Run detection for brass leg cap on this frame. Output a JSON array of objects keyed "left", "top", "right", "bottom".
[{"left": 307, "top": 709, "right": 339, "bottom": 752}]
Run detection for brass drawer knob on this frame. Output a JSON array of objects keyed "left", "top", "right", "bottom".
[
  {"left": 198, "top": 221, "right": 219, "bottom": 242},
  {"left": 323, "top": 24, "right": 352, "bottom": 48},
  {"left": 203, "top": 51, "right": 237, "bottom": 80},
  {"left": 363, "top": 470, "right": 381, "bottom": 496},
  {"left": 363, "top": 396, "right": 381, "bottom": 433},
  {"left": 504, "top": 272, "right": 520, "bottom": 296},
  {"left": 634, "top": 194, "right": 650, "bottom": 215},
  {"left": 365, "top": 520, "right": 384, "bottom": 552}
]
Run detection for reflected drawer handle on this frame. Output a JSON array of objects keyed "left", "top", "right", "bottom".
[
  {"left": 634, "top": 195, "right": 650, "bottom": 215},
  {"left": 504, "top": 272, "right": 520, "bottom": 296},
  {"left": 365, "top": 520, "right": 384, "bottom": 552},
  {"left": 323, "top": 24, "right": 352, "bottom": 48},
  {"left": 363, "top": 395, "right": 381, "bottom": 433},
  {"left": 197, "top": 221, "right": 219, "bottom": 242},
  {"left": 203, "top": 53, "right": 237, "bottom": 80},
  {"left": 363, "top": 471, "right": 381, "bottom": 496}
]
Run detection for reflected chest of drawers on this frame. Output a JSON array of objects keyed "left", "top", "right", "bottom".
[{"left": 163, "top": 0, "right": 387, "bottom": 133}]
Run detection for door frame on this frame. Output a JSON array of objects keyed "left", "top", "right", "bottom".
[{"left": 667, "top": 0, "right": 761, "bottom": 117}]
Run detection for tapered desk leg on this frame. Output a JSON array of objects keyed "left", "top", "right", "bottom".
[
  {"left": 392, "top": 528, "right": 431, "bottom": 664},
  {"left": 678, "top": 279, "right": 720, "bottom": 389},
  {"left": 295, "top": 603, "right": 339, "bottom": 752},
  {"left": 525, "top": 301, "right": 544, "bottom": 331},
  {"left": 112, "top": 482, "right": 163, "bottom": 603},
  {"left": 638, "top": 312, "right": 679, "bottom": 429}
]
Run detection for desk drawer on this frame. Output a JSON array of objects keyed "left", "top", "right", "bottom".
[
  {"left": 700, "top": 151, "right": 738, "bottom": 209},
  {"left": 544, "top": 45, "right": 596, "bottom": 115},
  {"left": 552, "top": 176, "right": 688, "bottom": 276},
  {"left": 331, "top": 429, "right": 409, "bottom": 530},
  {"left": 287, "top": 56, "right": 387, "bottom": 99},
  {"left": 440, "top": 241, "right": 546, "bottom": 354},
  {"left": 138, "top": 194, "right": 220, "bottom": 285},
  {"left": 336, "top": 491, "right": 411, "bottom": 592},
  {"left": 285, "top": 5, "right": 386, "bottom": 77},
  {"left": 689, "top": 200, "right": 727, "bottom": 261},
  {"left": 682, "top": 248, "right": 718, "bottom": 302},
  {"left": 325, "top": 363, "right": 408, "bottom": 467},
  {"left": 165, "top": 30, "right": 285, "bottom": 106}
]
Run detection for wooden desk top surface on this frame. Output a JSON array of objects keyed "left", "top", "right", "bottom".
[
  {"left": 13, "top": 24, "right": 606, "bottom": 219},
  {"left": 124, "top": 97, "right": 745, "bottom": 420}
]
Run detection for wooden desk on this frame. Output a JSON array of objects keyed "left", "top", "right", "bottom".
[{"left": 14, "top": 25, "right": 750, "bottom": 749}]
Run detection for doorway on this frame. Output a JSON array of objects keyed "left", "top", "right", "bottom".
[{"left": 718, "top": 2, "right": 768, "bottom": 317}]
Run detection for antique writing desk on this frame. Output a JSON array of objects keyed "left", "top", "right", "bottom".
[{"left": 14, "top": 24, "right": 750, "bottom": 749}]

**Aim**
Turn everything from the row containing "Run detection for doorway" down to the last row into a two-column CSV with the headers instruction and boxes. Give one line per row, holding its text and its answer, with each value in its own quoted field and any line breaks replaced by spaces.

**Task result**
instruction,boxes
"Run detection for doorway on this frame. Output a JSON array of objects keyed ""left"", ""top"", ""right"", ""bottom"".","[{""left"": 718, ""top"": 2, ""right"": 768, ""bottom"": 317}]"
"Run detection for antique writing desk on this frame. Output a JSON array of objects keyed ""left"", ""top"", ""right"", ""bottom"".","[{""left"": 14, ""top"": 24, ""right"": 750, ""bottom"": 749}]"